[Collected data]
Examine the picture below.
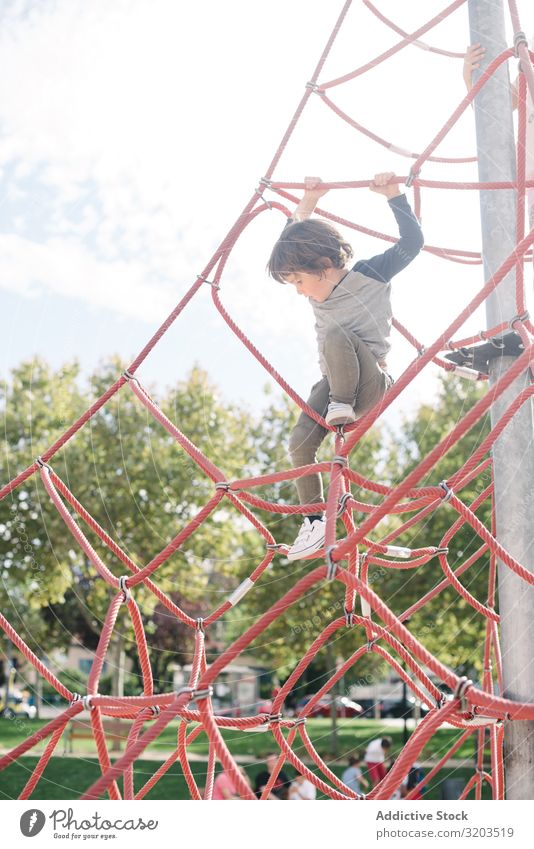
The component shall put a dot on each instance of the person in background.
(353, 776)
(302, 790)
(281, 785)
(224, 788)
(375, 758)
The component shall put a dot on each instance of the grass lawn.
(67, 778)
(353, 734)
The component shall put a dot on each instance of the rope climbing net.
(476, 710)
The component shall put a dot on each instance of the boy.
(353, 324)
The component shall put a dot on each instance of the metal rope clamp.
(264, 199)
(209, 282)
(447, 490)
(345, 498)
(340, 461)
(332, 565)
(521, 318)
(123, 586)
(519, 38)
(463, 685)
(202, 694)
(413, 175)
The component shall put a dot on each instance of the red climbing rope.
(349, 559)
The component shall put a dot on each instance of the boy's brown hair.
(310, 246)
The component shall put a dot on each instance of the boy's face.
(313, 286)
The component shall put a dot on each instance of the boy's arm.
(384, 266)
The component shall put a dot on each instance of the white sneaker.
(309, 539)
(339, 414)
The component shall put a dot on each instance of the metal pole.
(513, 454)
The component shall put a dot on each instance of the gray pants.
(353, 377)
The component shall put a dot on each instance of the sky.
(132, 134)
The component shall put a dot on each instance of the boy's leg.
(354, 376)
(305, 440)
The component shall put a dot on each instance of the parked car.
(16, 706)
(398, 708)
(344, 707)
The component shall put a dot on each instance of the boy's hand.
(314, 188)
(382, 186)
(473, 57)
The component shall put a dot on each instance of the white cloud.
(134, 133)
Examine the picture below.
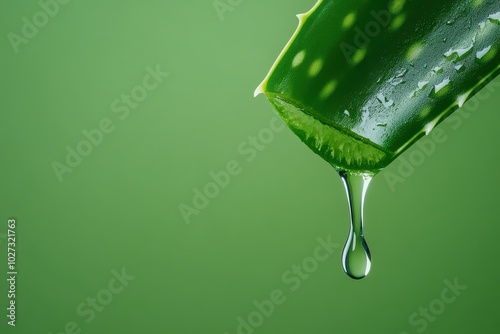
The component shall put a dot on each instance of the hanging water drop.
(356, 258)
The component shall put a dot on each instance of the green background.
(120, 207)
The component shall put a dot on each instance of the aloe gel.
(361, 81)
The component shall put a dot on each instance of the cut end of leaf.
(344, 151)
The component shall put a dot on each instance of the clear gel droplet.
(356, 258)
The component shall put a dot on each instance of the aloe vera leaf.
(360, 81)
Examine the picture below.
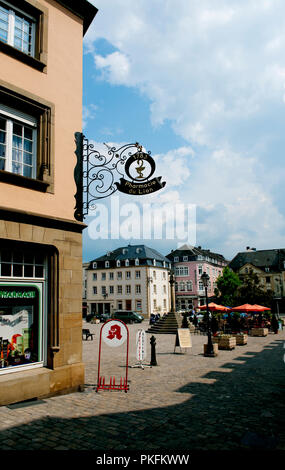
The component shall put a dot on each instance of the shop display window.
(22, 312)
(21, 338)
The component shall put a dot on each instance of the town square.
(142, 228)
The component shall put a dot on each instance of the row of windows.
(128, 289)
(176, 259)
(126, 263)
(188, 286)
(24, 124)
(155, 304)
(184, 271)
(17, 28)
(128, 275)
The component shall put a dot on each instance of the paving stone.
(232, 401)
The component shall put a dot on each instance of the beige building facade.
(41, 242)
(129, 278)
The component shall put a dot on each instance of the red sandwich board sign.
(114, 333)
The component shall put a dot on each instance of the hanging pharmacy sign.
(127, 169)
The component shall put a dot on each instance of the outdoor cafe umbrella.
(248, 308)
(261, 308)
(245, 308)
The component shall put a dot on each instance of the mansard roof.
(273, 259)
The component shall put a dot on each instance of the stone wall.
(65, 370)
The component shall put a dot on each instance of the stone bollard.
(153, 354)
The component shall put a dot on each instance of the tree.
(227, 286)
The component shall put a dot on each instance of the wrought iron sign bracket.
(127, 169)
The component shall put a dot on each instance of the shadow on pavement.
(241, 409)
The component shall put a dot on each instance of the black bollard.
(153, 354)
(184, 321)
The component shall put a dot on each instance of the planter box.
(215, 347)
(225, 342)
(259, 331)
(241, 339)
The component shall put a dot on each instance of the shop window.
(21, 334)
(18, 264)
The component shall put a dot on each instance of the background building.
(131, 278)
(269, 265)
(40, 240)
(189, 263)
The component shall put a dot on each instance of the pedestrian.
(274, 324)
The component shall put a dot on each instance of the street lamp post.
(210, 349)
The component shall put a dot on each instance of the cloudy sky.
(200, 84)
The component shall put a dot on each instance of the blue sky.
(202, 86)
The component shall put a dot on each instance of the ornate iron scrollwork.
(96, 175)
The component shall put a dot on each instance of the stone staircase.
(167, 325)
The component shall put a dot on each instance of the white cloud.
(215, 69)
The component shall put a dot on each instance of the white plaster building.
(133, 277)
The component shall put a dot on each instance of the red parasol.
(261, 308)
(249, 308)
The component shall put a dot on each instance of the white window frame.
(13, 116)
(12, 12)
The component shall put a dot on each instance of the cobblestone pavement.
(234, 401)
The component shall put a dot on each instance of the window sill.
(18, 180)
(19, 55)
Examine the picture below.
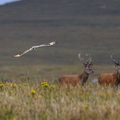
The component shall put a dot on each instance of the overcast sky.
(3, 2)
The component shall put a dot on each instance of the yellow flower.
(33, 92)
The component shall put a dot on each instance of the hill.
(77, 26)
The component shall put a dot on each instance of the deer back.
(111, 78)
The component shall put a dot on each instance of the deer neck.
(84, 76)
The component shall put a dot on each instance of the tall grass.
(27, 99)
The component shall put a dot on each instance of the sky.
(3, 2)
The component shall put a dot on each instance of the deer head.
(116, 62)
(87, 63)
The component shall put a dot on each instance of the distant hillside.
(76, 25)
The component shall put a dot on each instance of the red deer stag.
(111, 78)
(75, 79)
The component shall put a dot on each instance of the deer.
(112, 78)
(77, 79)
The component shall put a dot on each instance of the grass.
(27, 94)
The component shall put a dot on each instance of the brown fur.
(109, 78)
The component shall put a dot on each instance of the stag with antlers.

> [What the task requires] Reproduce all entries exactly. Pictures do not belong in the copy.

> [Written solution]
Examine the picture below.
The component shall put a dot on each instance of the person in background.
(353, 776)
(302, 790)
(281, 785)
(224, 788)
(375, 758)
The component shall put a dot on each instance of the grass lawn.
(67, 778)
(353, 734)
The component shall put a dot on each instance of the rope climbing net.
(476, 710)
The component shall put a dot on each instance of the boy.
(353, 324)
The component shall put a dot on each instance of the metal rope clamp.
(264, 199)
(209, 282)
(447, 490)
(345, 498)
(340, 461)
(332, 565)
(521, 318)
(123, 586)
(519, 38)
(463, 685)
(202, 694)
(413, 175)
The component shall put a dot on each instance of the red climbing rope.
(349, 559)
The component shall put a dot on each instance of the boy's brown hair.
(310, 246)
The component shall put a dot on each instance of the boy's face.
(313, 286)
The component shall put a dot on each instance of the boy's arm.
(384, 266)
The component shall put a dot on each instance of the white sneaker.
(309, 539)
(339, 414)
The component shall put a dot on each instance of the metal pole.
(513, 454)
The component shall put a dot on each instance of the gray pants.
(353, 377)
The component shall put a dot on each instance of the sky.
(132, 134)
The component shall put a dot on each instance of the boy's leg.
(354, 376)
(305, 440)
The component shall put a dot on each instance of the parked car.
(16, 706)
(398, 708)
(344, 707)
The component shall put a dot on each instance of the boy's hand.
(314, 188)
(382, 186)
(473, 57)
The component shall put a dot on each instance of the white cloud.
(134, 133)
Examine the picture below.
The component shall put a dot on each instance of the hanging water drop.
(356, 258)
The component shall put a dot on each instance of the green background.
(120, 207)
The component shall put a dot on each instance of the aloe gel.
(361, 81)
The component shall put a dot on each instance of the cut end of leaf.
(344, 151)
The component shall put a dot on each instance of the clear gel droplet.
(356, 258)
The component shall put a dot on each instance of the aloe vera leaf.
(360, 81)
Examine the picture below.
The component shall put a dot on each instance of the shop display window.
(22, 312)
(21, 338)
The component shall put a dot on each instance of the town square.
(142, 228)
The component shall put a dot on each instance of the row of windows.
(128, 289)
(176, 259)
(126, 263)
(188, 286)
(24, 124)
(155, 304)
(184, 271)
(17, 28)
(128, 275)
The component shall put a dot on each instance of the paving stone.
(232, 401)
The component shall put a dot on each instance of the beige building facade.
(41, 242)
(129, 278)
The component shall put a dot on each instance of the red sandwich board sign.
(114, 333)
The component shall put a dot on each instance of the hanging pharmacy sign.
(127, 169)
The component shall put a dot on each instance of the outdoor cafe umbrella.
(248, 308)
(261, 308)
(245, 308)
The component shall put a dot on each instance of the mansard roof.
(273, 259)
The component shall put a dot on each instance of the stone wall.
(65, 370)
The component shall put a dot on each instance of the stone bollard.
(153, 354)
The component shall put a dot on each instance of the tree.
(227, 286)
The component shall put a dot on each instance of the wrought iron sign bracket.
(127, 169)
The component shall put a dot on each instance of the shadow on pavement.
(241, 409)
The component shall put a dot on each instance of the black bollard.
(153, 354)
(184, 321)
The component shall put a dot on each instance of the planter box.
(215, 347)
(225, 342)
(259, 331)
(241, 339)
The component shall put a dot on each instance of the shop window.
(21, 334)
(18, 264)
The component shall put a dot on each instance of the background building.
(131, 278)
(269, 265)
(40, 240)
(189, 263)
The component shall put a dot on each instance of the pedestrian.
(274, 324)
The component shall put a dot on each instance of the street lamp post.
(210, 349)
The component shall put a dot on each instance of the cloudy sky.
(200, 84)
The component shall put a dot on each instance of the blue sky.
(202, 86)
The component shall put a dot on each instance of the ornate iron scrollwork.
(96, 175)
The component shall put a dot on each instance of the stone staircase.
(167, 325)
The component shall put a dot on each instance of the white cloud.
(215, 69)
The component shall put a dot on each instance of the white plaster building.
(133, 277)
The component shall put a dot on each instance of the red parasol.
(261, 308)
(249, 308)
The component shall put a dot on each instance of the white window frame.
(13, 116)
(12, 12)
The component shall put a dot on each instance of the cobblestone pavement.
(234, 401)
The component shall put a dot on each instance of the window sill.
(18, 180)
(19, 55)
Examine the picture below.
The component shall put a dot on each instance of the overcast sky.
(3, 2)
The component shall put a dot on each instance of the yellow flower.
(33, 92)
The component shall put a dot on each instance of the hill.
(77, 26)
The component shall put a dot on each instance of the deer back.
(111, 78)
The component shall put a dot on each instance of the deer neck.
(84, 76)
The component shall put a dot on each instance of the tall grass.
(27, 99)
The component shall put a dot on each instance of the sky.
(3, 2)
The component shall put a dot on each instance of the deer head.
(116, 62)
(87, 63)
The component shall put a dot on each instance of the distant hillside.
(76, 25)
The component shall put a dot on each instance of the red deer stag.
(111, 78)
(75, 79)
The component shall put a dot on each instance of the deer.
(112, 78)
(77, 79)
The component shall put a dot on each instance of the grass.
(27, 94)
The component shall put a dot on each instance of the brown fur.
(109, 78)
The component shall put a dot on each instance of the stag with antlers.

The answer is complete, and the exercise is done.